What the exercise asks:
Convert the lines below into a numbered list, omitting any blank lines, beginning with the line containing "Q: Put a point on each instance of the military cap" and continuing through the line containing "x=605 y=274", both included. List only those lines.

Dataset lines on where objects are located
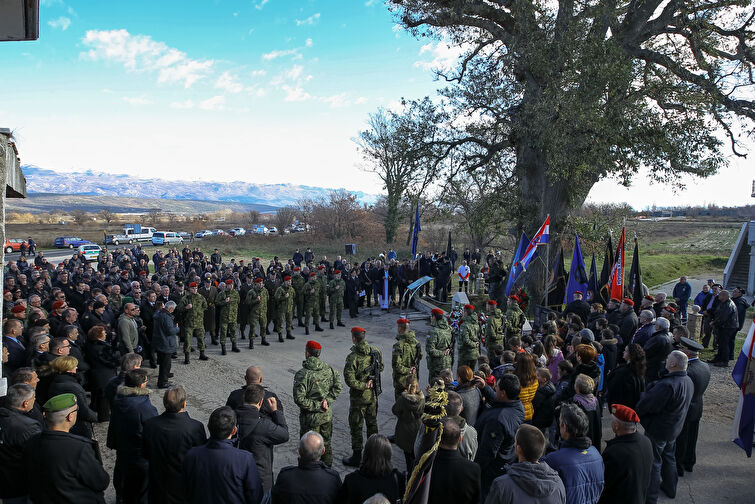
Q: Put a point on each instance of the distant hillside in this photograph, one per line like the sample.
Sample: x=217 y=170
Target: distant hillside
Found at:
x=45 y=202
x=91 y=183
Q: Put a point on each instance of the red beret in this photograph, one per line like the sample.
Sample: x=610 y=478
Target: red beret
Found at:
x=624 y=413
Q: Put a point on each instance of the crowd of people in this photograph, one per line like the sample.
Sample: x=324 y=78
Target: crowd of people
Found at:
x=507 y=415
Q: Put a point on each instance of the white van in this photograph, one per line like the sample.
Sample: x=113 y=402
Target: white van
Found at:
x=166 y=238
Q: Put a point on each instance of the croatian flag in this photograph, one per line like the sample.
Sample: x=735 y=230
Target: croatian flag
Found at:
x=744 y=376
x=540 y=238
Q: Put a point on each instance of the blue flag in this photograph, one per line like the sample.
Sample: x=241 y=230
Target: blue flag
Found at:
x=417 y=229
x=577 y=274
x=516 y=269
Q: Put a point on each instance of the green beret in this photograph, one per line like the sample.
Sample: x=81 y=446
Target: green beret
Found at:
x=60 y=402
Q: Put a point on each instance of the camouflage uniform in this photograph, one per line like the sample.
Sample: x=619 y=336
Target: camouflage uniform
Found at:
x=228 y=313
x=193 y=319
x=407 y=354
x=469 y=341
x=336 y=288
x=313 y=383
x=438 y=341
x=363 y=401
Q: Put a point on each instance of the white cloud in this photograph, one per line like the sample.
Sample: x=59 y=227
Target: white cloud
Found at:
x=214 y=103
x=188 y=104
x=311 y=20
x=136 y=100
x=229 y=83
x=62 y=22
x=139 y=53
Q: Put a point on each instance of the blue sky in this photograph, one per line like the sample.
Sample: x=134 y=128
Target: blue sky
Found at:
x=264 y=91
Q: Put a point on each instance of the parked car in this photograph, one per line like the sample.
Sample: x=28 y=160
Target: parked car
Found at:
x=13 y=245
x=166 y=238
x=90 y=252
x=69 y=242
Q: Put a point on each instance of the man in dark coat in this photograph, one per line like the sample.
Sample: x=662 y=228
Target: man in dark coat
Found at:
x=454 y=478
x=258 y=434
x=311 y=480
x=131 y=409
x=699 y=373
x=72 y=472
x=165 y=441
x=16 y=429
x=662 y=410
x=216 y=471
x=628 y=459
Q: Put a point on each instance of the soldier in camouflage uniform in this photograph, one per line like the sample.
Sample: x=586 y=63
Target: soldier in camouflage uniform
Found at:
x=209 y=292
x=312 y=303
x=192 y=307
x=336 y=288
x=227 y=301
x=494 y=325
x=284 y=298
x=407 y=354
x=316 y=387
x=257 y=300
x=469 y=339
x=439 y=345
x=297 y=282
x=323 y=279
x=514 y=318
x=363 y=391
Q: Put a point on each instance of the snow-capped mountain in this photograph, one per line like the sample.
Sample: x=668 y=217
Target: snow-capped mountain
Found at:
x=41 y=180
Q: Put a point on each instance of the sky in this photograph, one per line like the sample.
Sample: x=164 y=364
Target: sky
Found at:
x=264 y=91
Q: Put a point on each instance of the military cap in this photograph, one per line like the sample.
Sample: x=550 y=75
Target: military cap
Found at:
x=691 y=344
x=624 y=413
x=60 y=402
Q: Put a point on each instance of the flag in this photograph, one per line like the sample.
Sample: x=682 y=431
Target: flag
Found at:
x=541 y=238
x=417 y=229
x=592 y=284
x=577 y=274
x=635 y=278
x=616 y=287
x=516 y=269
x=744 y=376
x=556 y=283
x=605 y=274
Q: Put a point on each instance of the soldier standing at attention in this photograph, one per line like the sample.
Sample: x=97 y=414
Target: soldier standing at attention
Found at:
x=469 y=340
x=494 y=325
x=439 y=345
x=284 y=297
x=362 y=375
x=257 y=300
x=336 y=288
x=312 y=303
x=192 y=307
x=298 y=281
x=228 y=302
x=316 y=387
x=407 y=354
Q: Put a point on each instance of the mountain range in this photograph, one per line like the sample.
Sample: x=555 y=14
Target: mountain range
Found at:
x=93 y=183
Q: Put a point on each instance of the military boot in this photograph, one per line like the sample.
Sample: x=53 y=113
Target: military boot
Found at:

* * *

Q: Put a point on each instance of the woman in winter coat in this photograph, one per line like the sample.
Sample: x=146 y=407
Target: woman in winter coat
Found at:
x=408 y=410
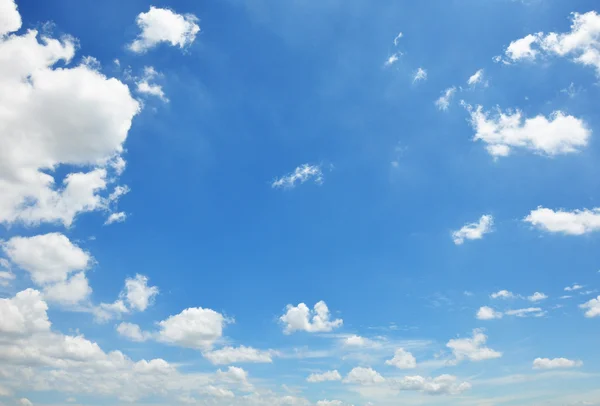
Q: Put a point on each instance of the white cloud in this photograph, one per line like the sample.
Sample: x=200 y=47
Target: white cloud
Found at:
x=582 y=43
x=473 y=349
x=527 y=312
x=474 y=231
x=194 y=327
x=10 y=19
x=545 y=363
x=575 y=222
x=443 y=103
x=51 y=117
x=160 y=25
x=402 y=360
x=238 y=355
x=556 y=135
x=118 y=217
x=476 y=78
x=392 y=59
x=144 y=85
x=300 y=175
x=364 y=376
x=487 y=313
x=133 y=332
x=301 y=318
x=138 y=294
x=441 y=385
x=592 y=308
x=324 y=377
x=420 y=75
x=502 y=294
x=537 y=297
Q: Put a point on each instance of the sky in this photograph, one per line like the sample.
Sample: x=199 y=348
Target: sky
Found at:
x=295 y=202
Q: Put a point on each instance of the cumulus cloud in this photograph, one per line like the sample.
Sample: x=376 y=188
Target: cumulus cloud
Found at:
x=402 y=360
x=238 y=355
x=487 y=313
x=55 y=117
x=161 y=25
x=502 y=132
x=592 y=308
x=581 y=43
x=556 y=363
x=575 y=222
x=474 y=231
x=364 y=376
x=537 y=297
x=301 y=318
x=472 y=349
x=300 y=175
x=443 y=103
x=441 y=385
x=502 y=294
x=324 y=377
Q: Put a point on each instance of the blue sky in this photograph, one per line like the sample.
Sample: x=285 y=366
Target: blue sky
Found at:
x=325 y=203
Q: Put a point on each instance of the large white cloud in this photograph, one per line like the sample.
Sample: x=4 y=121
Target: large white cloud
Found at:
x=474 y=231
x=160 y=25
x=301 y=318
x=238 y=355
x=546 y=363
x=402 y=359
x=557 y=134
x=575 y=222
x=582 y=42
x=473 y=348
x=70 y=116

--

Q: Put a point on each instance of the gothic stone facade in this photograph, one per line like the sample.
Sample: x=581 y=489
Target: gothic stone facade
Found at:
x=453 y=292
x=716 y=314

Correct answer:
1. Q: Put a point on each instance of the military cap in this photograph, one per line like the sample.
2. Sample: x=550 y=75
3. Target: military cap
4. Found at:
5. x=691 y=344
6. x=624 y=413
7. x=60 y=402
8. Q: Put a point on each instance of the flag in this photograph, one per line like the sample.
9. Sample: x=682 y=431
10. Target: flag
11. Found at:
12. x=541 y=238
13. x=417 y=229
14. x=592 y=284
15. x=577 y=274
16. x=635 y=278
17. x=616 y=287
18. x=516 y=269
19. x=744 y=376
20. x=556 y=283
21. x=605 y=274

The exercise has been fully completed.